__WRITTEN REQUEST__. Rewrite the records below, changing every "Result" to "Output" and keeping everything else the same. Leave the pictures out of your version.

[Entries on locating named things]
-- Begin --

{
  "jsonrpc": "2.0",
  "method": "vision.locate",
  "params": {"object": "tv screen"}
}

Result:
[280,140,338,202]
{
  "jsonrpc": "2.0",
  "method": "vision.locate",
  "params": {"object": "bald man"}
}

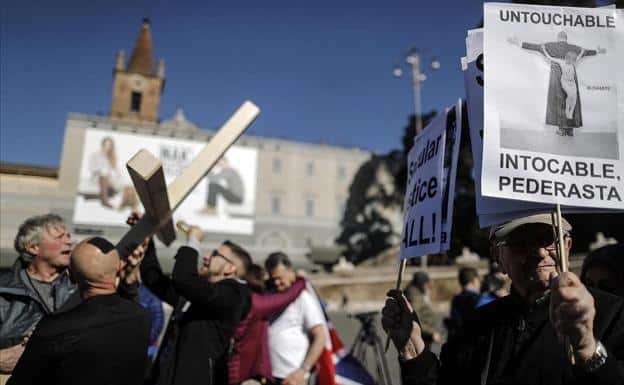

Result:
[8,237,150,385]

-- End --

__EXERCISE RESPONSE__.
{
  "jsonrpc": "2.0",
  "method": "vision.locate",
  "params": {"object": "tv screen"}
}

Output:
[280,140,338,202]
{
  "jsonrpc": "2.0",
  "method": "vision.locate",
  "params": {"object": "bald man"}
}


Output:
[8,237,150,385]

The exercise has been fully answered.